• [WHAT YOU SHOULD DO] Extract every line of the listing below that contains the word "coat", and reproduce each such line in full.
### SUPPLIED RECORDS
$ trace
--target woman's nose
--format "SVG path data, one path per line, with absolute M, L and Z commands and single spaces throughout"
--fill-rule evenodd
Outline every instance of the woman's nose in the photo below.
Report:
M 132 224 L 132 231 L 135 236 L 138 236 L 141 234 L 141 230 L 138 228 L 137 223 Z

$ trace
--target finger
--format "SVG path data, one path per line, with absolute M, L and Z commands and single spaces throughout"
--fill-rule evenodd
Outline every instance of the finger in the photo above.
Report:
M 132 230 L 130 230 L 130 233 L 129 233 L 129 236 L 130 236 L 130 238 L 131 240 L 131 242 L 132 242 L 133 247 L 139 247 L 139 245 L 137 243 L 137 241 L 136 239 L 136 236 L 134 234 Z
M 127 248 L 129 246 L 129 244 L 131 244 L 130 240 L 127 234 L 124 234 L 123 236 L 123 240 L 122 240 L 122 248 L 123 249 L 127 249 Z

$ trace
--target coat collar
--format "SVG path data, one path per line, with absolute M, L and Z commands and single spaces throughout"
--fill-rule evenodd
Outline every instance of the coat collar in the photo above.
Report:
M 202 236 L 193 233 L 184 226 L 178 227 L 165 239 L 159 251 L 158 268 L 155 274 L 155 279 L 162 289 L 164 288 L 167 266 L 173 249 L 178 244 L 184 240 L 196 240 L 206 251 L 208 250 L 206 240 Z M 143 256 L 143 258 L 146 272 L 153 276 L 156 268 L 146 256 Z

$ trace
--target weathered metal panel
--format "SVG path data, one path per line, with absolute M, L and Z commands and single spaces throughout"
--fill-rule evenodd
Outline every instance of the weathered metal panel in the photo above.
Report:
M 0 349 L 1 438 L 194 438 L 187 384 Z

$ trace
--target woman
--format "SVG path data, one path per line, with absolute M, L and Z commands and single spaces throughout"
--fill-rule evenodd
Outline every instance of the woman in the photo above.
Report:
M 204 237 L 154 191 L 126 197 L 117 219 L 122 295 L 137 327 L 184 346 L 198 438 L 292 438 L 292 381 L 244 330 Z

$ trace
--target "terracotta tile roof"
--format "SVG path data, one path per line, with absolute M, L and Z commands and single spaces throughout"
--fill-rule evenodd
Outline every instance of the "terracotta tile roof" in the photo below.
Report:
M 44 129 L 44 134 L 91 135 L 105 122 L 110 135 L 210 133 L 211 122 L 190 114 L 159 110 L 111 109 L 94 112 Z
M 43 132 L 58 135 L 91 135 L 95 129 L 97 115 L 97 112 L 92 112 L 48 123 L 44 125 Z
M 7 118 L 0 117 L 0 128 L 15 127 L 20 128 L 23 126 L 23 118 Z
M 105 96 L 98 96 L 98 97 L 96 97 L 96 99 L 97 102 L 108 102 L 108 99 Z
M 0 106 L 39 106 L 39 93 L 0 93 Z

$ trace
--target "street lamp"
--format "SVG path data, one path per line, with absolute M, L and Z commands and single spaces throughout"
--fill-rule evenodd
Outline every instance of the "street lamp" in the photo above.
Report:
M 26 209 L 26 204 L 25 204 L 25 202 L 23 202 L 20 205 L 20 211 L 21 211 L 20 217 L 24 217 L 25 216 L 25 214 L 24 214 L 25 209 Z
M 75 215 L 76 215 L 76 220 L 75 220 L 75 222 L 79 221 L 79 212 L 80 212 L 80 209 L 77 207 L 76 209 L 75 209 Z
######
• [FINAL ANSWER]
--target coat collar
Outline every instance of the coat collar in the photo above.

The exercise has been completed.